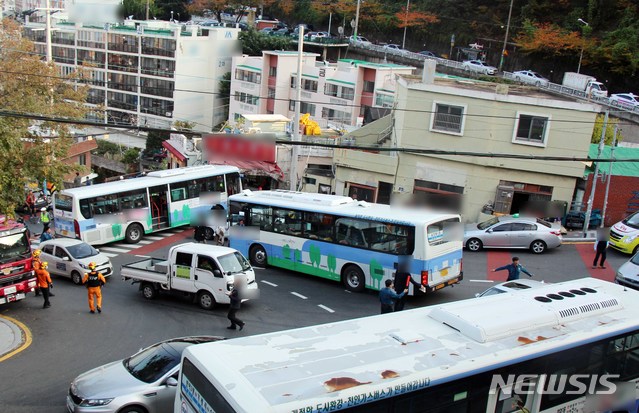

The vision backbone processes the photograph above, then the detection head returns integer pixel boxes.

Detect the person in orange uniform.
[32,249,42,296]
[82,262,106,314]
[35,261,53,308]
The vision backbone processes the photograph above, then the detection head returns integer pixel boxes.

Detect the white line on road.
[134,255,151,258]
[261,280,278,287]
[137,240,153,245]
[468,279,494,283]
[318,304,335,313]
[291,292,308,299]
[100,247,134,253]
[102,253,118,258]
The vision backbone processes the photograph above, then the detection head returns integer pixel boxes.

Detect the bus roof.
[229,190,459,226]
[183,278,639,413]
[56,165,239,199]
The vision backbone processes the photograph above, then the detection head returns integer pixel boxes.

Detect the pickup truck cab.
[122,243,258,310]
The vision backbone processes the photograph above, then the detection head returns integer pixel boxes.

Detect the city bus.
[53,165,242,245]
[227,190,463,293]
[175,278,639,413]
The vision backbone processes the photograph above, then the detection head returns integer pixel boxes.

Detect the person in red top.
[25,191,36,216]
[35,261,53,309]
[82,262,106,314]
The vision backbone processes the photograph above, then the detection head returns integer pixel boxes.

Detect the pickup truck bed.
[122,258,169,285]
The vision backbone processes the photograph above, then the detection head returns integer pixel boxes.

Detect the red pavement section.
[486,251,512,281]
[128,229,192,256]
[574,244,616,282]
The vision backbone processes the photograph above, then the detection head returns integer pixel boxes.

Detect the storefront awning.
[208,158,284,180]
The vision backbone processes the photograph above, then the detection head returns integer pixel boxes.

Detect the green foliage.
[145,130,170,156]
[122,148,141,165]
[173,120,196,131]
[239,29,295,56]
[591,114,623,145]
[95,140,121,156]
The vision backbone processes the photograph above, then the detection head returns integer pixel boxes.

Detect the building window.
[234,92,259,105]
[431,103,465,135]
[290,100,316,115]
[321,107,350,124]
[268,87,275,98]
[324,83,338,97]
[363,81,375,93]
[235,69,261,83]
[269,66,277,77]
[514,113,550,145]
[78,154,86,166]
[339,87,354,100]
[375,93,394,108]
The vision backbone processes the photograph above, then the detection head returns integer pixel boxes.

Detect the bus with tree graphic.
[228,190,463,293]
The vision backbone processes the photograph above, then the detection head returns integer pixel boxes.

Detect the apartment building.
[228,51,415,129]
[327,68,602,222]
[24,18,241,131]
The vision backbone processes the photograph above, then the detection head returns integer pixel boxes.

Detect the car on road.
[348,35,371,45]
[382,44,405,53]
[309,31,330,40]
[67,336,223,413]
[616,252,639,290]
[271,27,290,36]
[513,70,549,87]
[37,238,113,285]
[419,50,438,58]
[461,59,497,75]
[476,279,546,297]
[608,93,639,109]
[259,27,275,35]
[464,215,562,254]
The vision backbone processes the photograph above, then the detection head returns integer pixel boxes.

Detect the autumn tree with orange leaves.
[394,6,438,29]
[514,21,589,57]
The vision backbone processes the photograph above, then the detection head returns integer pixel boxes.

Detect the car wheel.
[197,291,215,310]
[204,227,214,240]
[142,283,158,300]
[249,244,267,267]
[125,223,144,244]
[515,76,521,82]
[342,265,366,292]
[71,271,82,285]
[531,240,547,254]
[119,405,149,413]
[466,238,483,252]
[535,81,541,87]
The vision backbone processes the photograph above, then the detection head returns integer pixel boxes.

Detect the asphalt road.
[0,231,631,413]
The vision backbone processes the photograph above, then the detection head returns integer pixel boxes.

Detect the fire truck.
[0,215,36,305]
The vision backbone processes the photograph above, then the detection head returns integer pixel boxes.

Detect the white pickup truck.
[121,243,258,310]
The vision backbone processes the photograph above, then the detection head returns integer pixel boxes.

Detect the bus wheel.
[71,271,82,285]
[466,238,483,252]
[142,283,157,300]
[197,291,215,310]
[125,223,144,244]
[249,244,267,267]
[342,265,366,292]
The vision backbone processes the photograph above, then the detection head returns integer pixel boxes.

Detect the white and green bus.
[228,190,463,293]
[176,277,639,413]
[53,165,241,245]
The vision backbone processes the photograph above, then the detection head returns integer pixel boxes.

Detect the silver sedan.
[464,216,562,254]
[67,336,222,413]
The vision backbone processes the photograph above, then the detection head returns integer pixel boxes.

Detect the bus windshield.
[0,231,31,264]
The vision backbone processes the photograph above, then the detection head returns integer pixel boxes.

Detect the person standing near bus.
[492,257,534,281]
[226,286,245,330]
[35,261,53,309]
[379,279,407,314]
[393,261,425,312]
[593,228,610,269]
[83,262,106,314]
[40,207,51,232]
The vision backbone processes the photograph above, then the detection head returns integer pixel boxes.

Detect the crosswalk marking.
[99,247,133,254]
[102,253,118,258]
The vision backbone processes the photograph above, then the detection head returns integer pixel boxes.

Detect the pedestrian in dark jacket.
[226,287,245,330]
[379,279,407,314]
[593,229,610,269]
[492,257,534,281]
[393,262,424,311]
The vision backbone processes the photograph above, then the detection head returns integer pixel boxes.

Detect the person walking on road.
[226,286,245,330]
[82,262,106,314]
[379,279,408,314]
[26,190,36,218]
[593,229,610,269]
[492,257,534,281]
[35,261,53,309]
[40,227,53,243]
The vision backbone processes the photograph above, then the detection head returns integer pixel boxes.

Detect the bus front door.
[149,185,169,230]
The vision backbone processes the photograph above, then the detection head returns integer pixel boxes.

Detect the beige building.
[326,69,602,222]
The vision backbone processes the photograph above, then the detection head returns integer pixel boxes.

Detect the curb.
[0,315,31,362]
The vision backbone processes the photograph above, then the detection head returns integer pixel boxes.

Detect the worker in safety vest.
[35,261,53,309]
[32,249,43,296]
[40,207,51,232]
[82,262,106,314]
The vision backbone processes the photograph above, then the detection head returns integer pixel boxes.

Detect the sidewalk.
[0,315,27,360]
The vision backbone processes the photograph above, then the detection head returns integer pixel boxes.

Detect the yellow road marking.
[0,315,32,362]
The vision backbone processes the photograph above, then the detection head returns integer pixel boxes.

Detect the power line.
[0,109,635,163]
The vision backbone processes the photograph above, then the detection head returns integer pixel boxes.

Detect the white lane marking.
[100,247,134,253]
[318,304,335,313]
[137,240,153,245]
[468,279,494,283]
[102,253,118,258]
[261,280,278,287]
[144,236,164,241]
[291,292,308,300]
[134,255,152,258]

════

_What to do:_ Return the complete material exactly as it appears, without images.

_Answer to this exercise:_
The vision backbone processes the photograph above, then the detection head returns integer pixel boxes.

Detect the person in orange uniform.
[32,249,42,296]
[82,262,106,314]
[35,261,53,308]
The vision backbone processes the photograph above, then the detection head returns integer pixel boxes.

Detect the white line on road.
[134,255,151,258]
[261,280,278,287]
[137,240,153,245]
[468,279,494,283]
[318,304,335,313]
[291,292,308,299]
[100,247,134,253]
[102,253,118,258]
The vision backbone processes the photograph above, then the detection head returns integer pixel boxes.

Detect the bus roof.
[229,190,459,226]
[183,278,639,413]
[56,165,239,199]
The vision backbone processes the photograph above, then the detection head returns integer pixel boxes.

Detect the pickup truck cab.
[122,243,258,310]
The vision backbone processes the photograph above, then the detection head returns integer pixel boxes.

Detect the city bus.
[53,165,242,245]
[227,190,463,293]
[175,278,639,413]
The vision backbone processes the photograph above, then the detection head returns integer pixel boxes.

Detect the person in red top.
[25,191,36,216]
[35,261,53,309]
[82,262,106,314]
The vision backbone processes the photograph above, then the detection head returns integer pixel boxes.

Detect the pickup truck bed.
[122,258,169,285]
The vision backbone processes the photograph above, then the detection head returns integer pixel boxes.

Detect the red pavement section.
[486,251,512,281]
[128,229,192,256]
[574,244,616,282]
The vision backbone processes the photograph above, then the detection head returns integer pixel boxes.

Detect the storefront awning.
[208,158,284,180]
The vision backbone processes the photograph above, then the detection head returns integer pixel boxes.

Detect the green foliage.
[145,130,170,156]
[122,148,141,165]
[173,120,196,131]
[239,29,295,56]
[591,114,623,145]
[95,140,121,156]
The vision backbone processes the photograph above, then the detection head returns integer pixel boxes.

Detect the building window.
[234,92,259,105]
[431,103,465,135]
[290,100,316,115]
[321,107,350,124]
[268,87,275,98]
[324,83,338,97]
[363,81,375,93]
[235,69,261,83]
[269,66,277,77]
[514,113,550,145]
[78,154,86,166]
[339,87,354,100]
[375,93,394,108]
The vision backbone processes the photograph above, then the detection head returns integer pixel boxes.

Detect the bus with tree graphic.
[228,190,463,293]
The vision backbone processes the photograph above, then the detection head returns integer pixel boxes.

Detect the apartment building.
[228,51,415,129]
[327,68,602,222]
[24,18,241,131]
The vision backbone processes the photograph above, then the detection head returns integer pixel boxes.

Detect the car on road.
[348,35,371,45]
[382,44,405,53]
[309,31,330,40]
[67,336,223,413]
[616,252,639,290]
[271,27,290,36]
[513,70,549,87]
[37,238,113,285]
[419,50,438,58]
[461,59,497,75]
[476,279,546,297]
[608,93,639,109]
[259,27,275,35]
[464,215,562,254]
The vision backbone processes the photograph above, then the detection head returns integer pixel boxes.

Detect the autumn tree with orange leaves.
[394,6,438,29]
[514,21,589,57]
The vision backbone processes the photograph above, then the detection head returns integer pixel boxes.

Detect the car wheel.
[197,291,215,310]
[204,227,214,240]
[142,283,158,300]
[249,244,267,267]
[125,223,144,244]
[515,76,521,82]
[342,265,366,292]
[71,271,82,285]
[531,240,547,254]
[119,405,149,413]
[466,238,483,252]
[535,81,541,87]
The vision backbone processes the photograph above, then the detection head returns integer pixel boxes.

Detect the asphalt road.
[0,231,631,413]
The vision backbone processes the photograph above, then the detection head returns integer pixel boxes.

Detect the fire truck.
[0,215,36,305]
The vision backbone processes the photograph above, then the detection head returns integer pixel boxes.

Detect the white pickup truck.
[121,243,258,310]
The vision backbone processes the photograph above, then the detection head returns integer pixel boxes.

Detect the bus wheel.
[71,271,82,285]
[466,238,483,252]
[142,283,157,300]
[197,291,215,310]
[125,223,144,244]
[249,244,267,267]
[342,265,366,292]
The vision backbone processes the photograph above, then the detection head returns integer pixel boxes.

Detect the white and green bus.
[228,190,463,293]
[176,277,639,413]
[53,165,241,245]
The vision backbone processes the photograph above, then the detection head returns integer pixel boxes.

Detect the silver sedan.
[464,216,562,254]
[67,336,222,413]
The vision backbone processes the photograph above, then the detection head returns integer pixel boxes.

Detect the bus windshield.
[0,231,31,264]
The vision backbone processes the photograph above, then the detection head returns integer pixel boxes.

Detect the person standing near bus.
[492,257,534,281]
[226,286,245,330]
[35,261,53,309]
[379,279,407,314]
[393,261,425,312]
[593,228,610,269]
[83,262,106,314]
[40,207,51,232]
The vision backbone processes the photograph above, then the detection head returns integer pixel boxes.

Detect the crosswalk marking.
[99,247,133,254]
[102,253,118,258]
The vision backbone processes the photograph above, then the detection head returns integer pixel boxes.

Detect the pedestrian in dark jacket.
[226,287,245,330]
[379,279,407,314]
[593,229,610,269]
[492,257,534,281]
[393,262,424,311]
The vision backbone processes the photograph above, then the detection head returns integer pixel boxes.

Detect the person walking on road.
[226,286,245,330]
[82,262,106,314]
[379,279,408,314]
[26,190,36,218]
[593,229,610,269]
[492,257,534,281]
[35,261,53,309]
[40,227,53,243]
The vision backbone processes the photograph above, then the detection head returns integer pixel boxes.

Detect the bus front door.
[149,185,169,230]
The vision backbone processes the photograph above, then the detection head returns integer pixel boxes.

Detect the beige building.
[326,69,602,222]
The vision backbone processes the photograph above, then the detection head returns integer pixel boxes.

Detect the curb.
[0,315,31,362]
The vision backbone processes the photograph above, then the detection head returns integer pixel boxes.

Detect the worker in safety vest.
[35,261,53,309]
[32,249,43,296]
[40,207,51,232]
[82,262,106,314]
The vision backbone processes the photograph above, then the detection head returns integer pixel boxes.

Detect the sidewalk.
[0,315,27,360]
The vision backbone processes the photograph above, then the detection head returns integer pixel boxes.

Detect the yellow road marking.
[0,315,32,362]
The vision backbone processes the photograph above, then the detection head returns integer pixel boxes.

Detect the power line.
[0,109,635,163]
The vision backbone processes the photograph above, then the detection head returns integer pixel boxes.

Detect the white lane marking.
[100,247,134,253]
[318,304,335,313]
[137,240,153,245]
[468,279,494,283]
[102,253,118,258]
[261,280,278,287]
[144,236,164,241]
[291,292,308,300]
[134,255,152,258]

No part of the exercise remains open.